■ **Paginatekst**:
Het verbond van God met mensen: verbreking en herstel
Een verbond heeft het karakter van een verdrag. God sluit een verbond met mensen. Hij doet dat door het geven van de Tien Geboden. In het Oude Testament komen vervolgens drie soorten verdragen voor tussen mensen onderling: het pariteitverdrag, de Koninklijke toekenning en het vazalverdrag. Het verbond werd aangegaan met de persoon die direct in contact stond met God of een menselijk persoon. Vervolgens werd het verbond overgedragen op de volgende generaties. In de Bijbel staan verschillende soorten van verbond. De bekendste is het verbond of verdrag tussen Mozes en God.
Offers
Het volk gaat in op het aanbod van God en krijgen daarop de 10 Geboden.

■ **Gegeven opgave A**: Geef alle soorten verdragen tussen mensen onderling die volgens de tekst over het verbond in het Oude Testament voorkomen.
De tekst over het verbond en de items hebben elk een andere herkomst.

■ **Items**:

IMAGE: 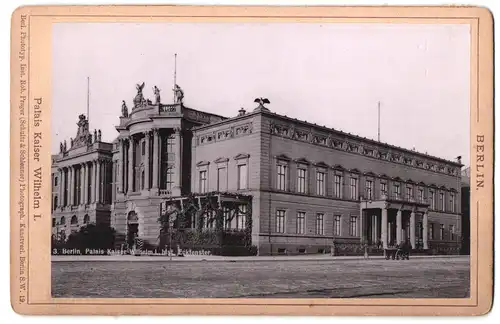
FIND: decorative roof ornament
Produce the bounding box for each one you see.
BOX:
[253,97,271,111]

* * *

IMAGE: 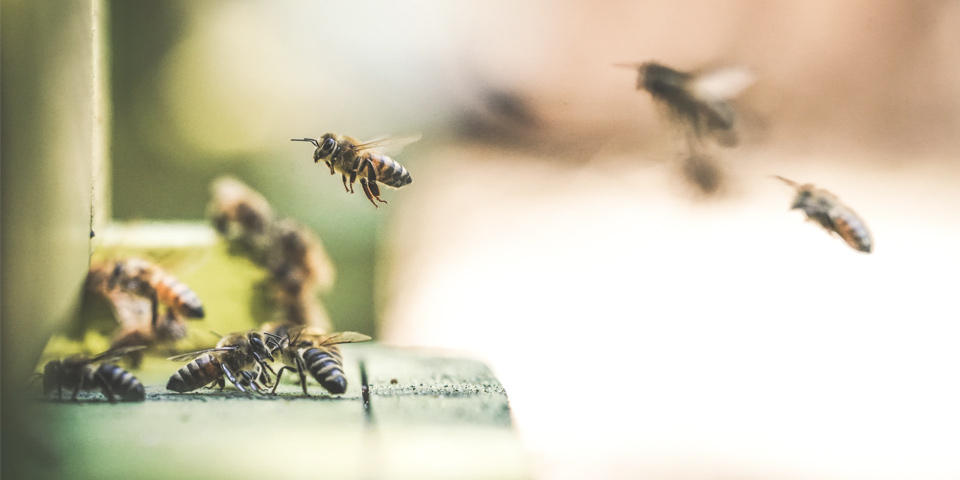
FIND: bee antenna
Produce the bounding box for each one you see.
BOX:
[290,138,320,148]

■ **Gegeven opgave B**: Zoek in de items elke regel waarin het woord "FIND" staat en neem die regels over.

■ **Uitgewerkt antwoord A**:
- het pariteitverdrag
- de Koninklijke toekenning
- het vazalverdrag

■ **Uitgewerkt antwoord B**:
FIND: decorative roof ornament
FIND: bee antenna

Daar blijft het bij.